§ Questão A
Segundo o trecho sobre liberdade de expressão, por qual decreto foi promulgada a Convenção de direitos humanos da qual o Estado brasileiro é parte?

§ Trecho do texto
____________
Entretanto, “precisamos ter em mente que a liberdade de opinião e de consciência não abrange a divulgação de informações falsas, essa conduta não é protegida pela Constituição, porque conduziria a um pseudo-operação de formação da opinião” (PORTELLA, 2022,p.31).

2.2 Liberdade de expressão conforme os tratados internacionais

O reconhecimento da promitência do direito à liberdade de opinião e expressão ultrapassa barreiras geográficas, muito além da constituição brasileira, encontrando abrigo em tratados internacionais como a Declaração Universal dos Direitos do Homem e do Cidadão (art. 191), o Pacto de San José da Costa Rica (art.132) e o Pacto Internacional sobre Direitos Políticos e Direitos Civis (art. 193)

No mesmo sentido, nada obstante uma vertilização do debate escape ao estreito limite desse estudo, cada ordenamento alberga uma concepção própria sobre a extensão do conteúdo da liberdade de expressão, atendendo as necessidades e realidades locais e à corresponder formação cultural, histórica e legislativa, desde uma visão mais liberatória e orientada pelo “medo da censura”, como anglo-saxã, até uma percepção mais preocupada com a promoção da pluralidade de ideais e da igualdade de oportunidades no plano ideológico, como a verificada em países latino-americano e na Europa Ociodental (MAGALLÓN ROSA, 2023,P.104;PÉREZ DE LA FUENTE, 2014,P.23)

O entendimento extraído da Corte Interamericana de Direitos Humanos sobre liberdade de expressão é tratado como a principal base teórica para formação de padrões que balizam a conduta dos Estados no enfrentamento de quaisquer questões relativas aos direitos humanos, o que inclui a desinformação.

O estado brasileiro é parte da Convenção de direitos humanos, a qual foi promulgada pelo Decreto n° 678, de 6.11.1992. Em seu art. 1°, o texto da Convenção preceitua que os Estados-Partes assumem o compromisso de respeitar os direitos e liberdades nela reconhecidos e a garantir seu livre e pleno exercício a toda pessoa que esteja sujeita à sua jurisdição, sem discriminação alguma, por motivo de raça, cor, sexo, idioma, religião, opiniões políticas ou de qualquer outra natureza.
____________
§ Material da tarefa
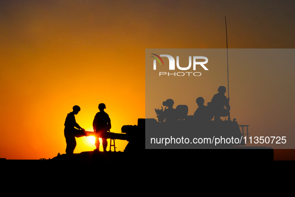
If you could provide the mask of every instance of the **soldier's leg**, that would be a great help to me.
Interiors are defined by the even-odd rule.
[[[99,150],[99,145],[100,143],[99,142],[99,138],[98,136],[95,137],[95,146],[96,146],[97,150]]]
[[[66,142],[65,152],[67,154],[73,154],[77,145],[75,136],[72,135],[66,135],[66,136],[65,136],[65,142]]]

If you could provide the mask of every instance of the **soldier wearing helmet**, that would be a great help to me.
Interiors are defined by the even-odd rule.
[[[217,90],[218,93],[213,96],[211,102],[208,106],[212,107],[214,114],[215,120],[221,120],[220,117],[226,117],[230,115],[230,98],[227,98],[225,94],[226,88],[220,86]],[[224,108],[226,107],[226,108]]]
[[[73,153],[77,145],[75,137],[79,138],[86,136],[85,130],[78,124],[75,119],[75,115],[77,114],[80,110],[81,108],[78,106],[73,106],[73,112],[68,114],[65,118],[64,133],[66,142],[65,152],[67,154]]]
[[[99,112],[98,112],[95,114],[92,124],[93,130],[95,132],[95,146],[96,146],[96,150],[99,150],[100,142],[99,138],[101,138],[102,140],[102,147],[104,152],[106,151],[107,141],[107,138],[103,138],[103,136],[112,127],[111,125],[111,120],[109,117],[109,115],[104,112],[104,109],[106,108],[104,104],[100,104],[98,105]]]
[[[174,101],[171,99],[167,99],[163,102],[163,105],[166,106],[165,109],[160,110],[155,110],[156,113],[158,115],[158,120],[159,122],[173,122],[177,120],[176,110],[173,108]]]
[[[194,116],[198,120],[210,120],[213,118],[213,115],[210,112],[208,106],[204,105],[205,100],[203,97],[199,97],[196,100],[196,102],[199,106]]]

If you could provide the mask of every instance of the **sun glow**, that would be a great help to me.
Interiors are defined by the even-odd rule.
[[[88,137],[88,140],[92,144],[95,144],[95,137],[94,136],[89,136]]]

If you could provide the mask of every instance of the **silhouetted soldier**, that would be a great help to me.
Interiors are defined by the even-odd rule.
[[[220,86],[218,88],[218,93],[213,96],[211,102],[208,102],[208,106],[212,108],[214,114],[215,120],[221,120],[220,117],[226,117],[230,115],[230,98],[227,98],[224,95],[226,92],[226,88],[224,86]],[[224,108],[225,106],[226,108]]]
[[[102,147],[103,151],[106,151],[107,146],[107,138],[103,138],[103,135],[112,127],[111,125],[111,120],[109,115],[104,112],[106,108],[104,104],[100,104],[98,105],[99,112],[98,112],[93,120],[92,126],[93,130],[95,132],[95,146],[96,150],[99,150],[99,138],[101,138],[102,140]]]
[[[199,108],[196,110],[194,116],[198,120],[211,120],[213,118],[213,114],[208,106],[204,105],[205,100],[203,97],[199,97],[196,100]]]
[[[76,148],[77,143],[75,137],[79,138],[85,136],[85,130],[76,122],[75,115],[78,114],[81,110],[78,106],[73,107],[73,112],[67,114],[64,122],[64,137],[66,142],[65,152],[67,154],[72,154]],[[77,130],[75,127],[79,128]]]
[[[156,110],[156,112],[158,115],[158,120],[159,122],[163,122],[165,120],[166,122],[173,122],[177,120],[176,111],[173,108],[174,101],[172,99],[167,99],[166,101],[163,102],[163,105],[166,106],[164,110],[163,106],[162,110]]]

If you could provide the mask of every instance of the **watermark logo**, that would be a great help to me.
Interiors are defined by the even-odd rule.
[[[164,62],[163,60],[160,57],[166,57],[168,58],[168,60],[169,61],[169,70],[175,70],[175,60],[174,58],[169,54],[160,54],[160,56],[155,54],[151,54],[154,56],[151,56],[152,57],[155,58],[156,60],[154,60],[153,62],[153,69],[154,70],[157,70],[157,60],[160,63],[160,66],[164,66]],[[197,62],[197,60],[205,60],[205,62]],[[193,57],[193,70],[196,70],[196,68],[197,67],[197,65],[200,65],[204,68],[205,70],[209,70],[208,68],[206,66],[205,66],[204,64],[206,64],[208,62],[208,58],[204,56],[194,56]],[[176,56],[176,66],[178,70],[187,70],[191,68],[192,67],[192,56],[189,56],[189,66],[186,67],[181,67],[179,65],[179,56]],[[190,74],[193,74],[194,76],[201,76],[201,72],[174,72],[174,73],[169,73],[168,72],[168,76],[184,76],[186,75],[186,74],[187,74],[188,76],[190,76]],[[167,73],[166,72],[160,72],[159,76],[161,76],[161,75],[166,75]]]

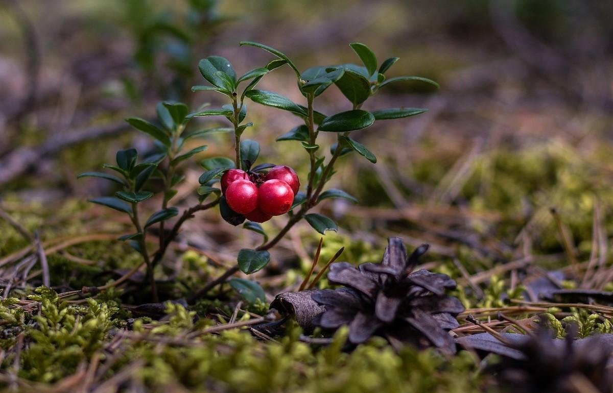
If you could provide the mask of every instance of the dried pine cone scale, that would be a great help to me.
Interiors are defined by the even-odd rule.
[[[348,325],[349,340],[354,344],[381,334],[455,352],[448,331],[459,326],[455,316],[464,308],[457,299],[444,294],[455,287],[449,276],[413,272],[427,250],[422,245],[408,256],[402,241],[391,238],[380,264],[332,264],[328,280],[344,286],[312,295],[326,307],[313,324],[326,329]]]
____________
§ Questão B
Por favor, coloque em uma lista JSON de strings tudo o que vai da linha que contém "of the dried" até o fim das linhas acima, com uma string para cada linha e sem as linhas em branco.

§ Resposta escrita A
Pelo Decreto n° 678, de 6.11.1992.

§ Resposta escrita B
[
  "If you could provide the mask of every instance of the dried pine cone scale, that would be a great help to me.",
  "Interiors are defined by the even-odd rule.",
  "[[[348,325],[349,340],[354,344],[381,334],[455,352],[448,331],[459,326],[455,316],[464,308],[457,299],[444,294],[455,287],[449,276],[413,272],[427,250],[422,245],[408,256],[402,241],[391,238],[380,264],[332,264],[328,280],[344,286],[312,295],[326,307],[313,324],[326,329]]]"
]